→ What is required: List every line of the data below that contains the string "hand", matching case exactly.

Coordinate annotation data:

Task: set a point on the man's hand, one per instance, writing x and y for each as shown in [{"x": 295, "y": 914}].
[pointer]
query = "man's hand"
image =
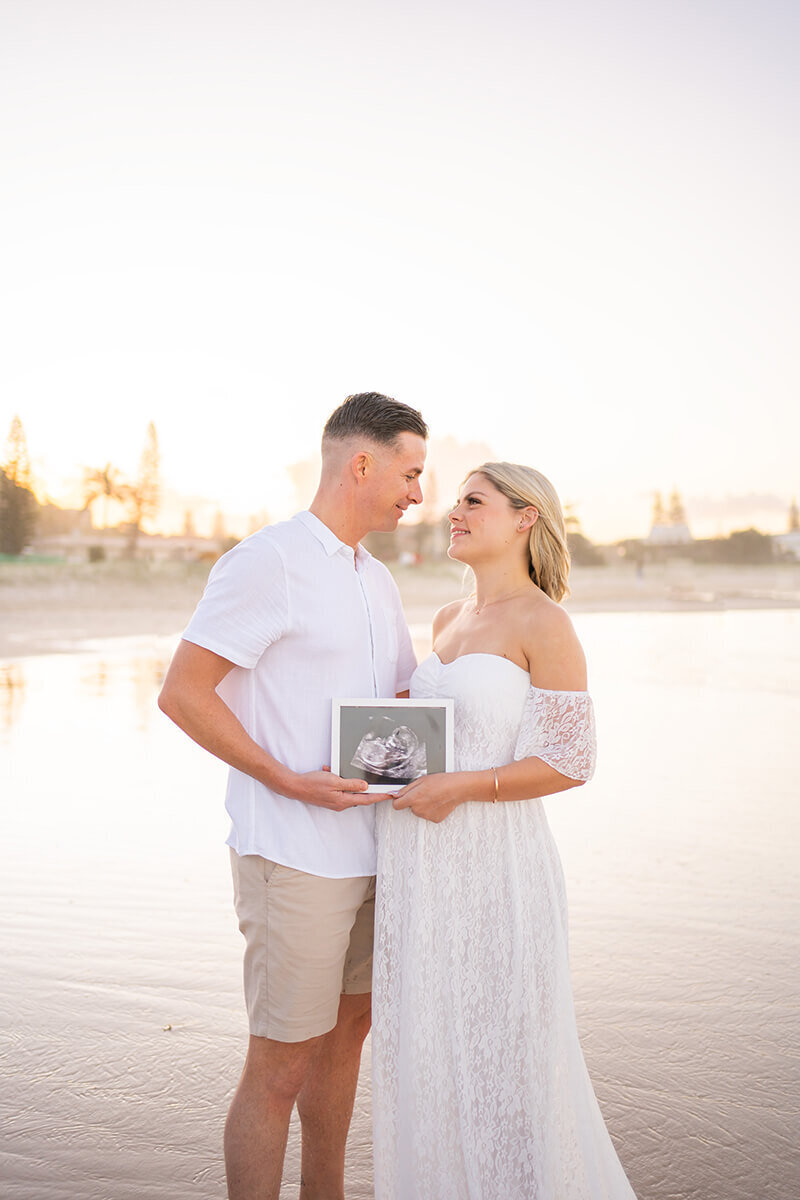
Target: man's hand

→ Reply to the task:
Task: set a point on the man's hand, one per instance, writing x and y for each as shown in [{"x": 295, "y": 914}].
query = "man's hand"
Target: man's hand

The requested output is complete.